### [PAGE EXTRACT]
****************

- Poster
- Directed by: M. Krishnan Nair
- Written by: Jagathy N. K. Achary
- Screenplay by: Jagathy N. K. Achary
- Produced by: M. Mani
- Starring: Madhu; Jayabharathi; Jagathy Sreekumar; Sudheer; Praveena;
- Cinematography: Bala Sundaram
- Edited by: K. P. Puthran
- Music by: Shyam Lyrics: Bichu Thirumala
- Production company: Sunitha Productions
- Distributed by: Sunitha Productions
- Release date: 9 February 1979;
- Country: India
- Language: Malayalam

= Kalliyankattu Neeli (film) =

Kalliyankattu Neeli is a 1979 Indian Malayalam-language horror film, directed by M. Krishnan Nair and produced by M. Mani. The film stars Madhu, Jayabharathi, Jagathy Sreekumar and Sudheer in the lead roles. The film has musical score by Shyam.

****************

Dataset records
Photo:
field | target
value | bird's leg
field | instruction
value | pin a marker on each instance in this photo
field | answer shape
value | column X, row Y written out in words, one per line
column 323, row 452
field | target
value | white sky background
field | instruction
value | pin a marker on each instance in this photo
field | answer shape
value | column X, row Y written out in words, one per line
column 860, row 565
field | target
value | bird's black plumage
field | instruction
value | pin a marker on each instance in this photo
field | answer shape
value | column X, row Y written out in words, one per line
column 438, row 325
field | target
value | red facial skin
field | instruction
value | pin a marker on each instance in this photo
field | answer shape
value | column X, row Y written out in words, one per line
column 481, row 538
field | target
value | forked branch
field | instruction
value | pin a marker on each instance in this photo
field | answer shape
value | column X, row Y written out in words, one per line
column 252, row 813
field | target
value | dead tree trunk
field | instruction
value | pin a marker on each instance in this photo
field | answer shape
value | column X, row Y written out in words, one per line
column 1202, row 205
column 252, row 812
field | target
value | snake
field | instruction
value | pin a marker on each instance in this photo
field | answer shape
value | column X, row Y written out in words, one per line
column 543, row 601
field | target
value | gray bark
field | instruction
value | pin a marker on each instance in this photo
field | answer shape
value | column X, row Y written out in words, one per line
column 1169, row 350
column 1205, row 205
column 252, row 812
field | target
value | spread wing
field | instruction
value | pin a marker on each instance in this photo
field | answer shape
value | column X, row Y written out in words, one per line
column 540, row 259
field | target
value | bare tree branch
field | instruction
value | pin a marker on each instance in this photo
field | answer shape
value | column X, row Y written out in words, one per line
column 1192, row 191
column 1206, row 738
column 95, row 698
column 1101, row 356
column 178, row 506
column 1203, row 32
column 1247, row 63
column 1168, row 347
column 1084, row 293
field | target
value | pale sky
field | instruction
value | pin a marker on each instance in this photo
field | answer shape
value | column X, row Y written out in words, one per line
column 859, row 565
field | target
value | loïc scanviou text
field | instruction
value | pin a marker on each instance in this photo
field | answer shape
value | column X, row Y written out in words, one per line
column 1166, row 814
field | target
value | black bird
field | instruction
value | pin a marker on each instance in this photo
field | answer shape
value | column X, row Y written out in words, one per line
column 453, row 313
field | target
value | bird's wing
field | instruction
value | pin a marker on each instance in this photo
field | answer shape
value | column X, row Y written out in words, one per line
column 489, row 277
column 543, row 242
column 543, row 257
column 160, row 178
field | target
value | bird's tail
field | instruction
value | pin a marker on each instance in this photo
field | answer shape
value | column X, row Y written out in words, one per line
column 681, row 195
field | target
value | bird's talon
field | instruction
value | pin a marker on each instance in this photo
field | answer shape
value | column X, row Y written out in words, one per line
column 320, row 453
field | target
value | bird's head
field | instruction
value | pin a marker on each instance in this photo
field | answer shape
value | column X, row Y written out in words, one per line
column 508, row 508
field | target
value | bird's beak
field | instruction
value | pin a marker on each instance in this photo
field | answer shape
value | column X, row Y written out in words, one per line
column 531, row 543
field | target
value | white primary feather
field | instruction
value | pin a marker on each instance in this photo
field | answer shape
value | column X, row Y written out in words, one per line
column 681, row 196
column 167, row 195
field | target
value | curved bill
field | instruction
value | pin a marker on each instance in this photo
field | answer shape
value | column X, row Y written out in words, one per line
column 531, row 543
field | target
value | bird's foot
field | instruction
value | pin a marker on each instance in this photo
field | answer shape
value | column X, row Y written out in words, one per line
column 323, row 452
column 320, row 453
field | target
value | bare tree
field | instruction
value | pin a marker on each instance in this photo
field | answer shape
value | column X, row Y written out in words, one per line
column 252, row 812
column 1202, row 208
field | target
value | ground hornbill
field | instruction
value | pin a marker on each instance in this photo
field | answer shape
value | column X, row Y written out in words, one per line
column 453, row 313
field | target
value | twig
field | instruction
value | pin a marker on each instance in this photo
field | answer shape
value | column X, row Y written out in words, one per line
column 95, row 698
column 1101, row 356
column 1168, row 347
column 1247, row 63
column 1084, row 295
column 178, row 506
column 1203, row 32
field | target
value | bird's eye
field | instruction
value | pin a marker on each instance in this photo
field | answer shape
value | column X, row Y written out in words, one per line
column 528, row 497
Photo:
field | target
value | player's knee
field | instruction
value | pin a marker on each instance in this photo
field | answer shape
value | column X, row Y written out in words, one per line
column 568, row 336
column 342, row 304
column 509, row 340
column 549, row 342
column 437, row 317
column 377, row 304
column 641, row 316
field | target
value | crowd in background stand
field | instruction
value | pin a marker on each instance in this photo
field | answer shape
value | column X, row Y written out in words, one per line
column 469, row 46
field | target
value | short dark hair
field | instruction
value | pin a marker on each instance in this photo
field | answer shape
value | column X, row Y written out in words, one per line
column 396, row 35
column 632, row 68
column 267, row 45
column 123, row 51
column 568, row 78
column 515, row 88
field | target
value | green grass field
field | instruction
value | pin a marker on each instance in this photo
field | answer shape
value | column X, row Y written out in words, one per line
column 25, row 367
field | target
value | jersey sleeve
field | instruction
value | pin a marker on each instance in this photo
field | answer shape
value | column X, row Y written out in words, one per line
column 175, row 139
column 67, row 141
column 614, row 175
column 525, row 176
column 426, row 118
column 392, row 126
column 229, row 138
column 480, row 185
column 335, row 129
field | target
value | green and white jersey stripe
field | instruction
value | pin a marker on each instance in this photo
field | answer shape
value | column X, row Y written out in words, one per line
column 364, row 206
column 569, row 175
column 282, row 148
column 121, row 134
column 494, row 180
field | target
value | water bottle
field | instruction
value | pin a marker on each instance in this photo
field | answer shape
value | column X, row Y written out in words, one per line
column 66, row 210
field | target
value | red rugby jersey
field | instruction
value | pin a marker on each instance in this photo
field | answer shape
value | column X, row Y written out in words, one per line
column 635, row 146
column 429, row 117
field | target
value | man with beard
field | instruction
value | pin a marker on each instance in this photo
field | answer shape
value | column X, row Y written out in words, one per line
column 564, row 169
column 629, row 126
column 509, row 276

****************

### [TASKS TO CARRY OUT]
A - In the film page, give again everything from "Kalliyankattu Neeli is" down to "score by Shyam.".
B - Turn the film page's paragraph beginning "Kalliyankattu Neeli is a 1979" into a short bulleted list that keeps its main facts.

### [THE REPLIES]
A -
Kalliyankattu Neeli is a 1979 Indian Malayalam-language horror film, directed by M. Krishnan Nair and produced by M. Mani. The film stars Madhu, Jayabharathi, Jagathy Sreekumar and Sudheer in the lead roles. The film has musical score by Shyam.

B -
- Kalliyankattu Neeli: a 1979 Indian Malayalam-language horror film
- Director: M. Krishnan Nair
- Producer: M. Mani
- Lead roles: Madhu, Jayabharathi, Jagathy Sreekumar and Sudheer
- Musical score: Shyam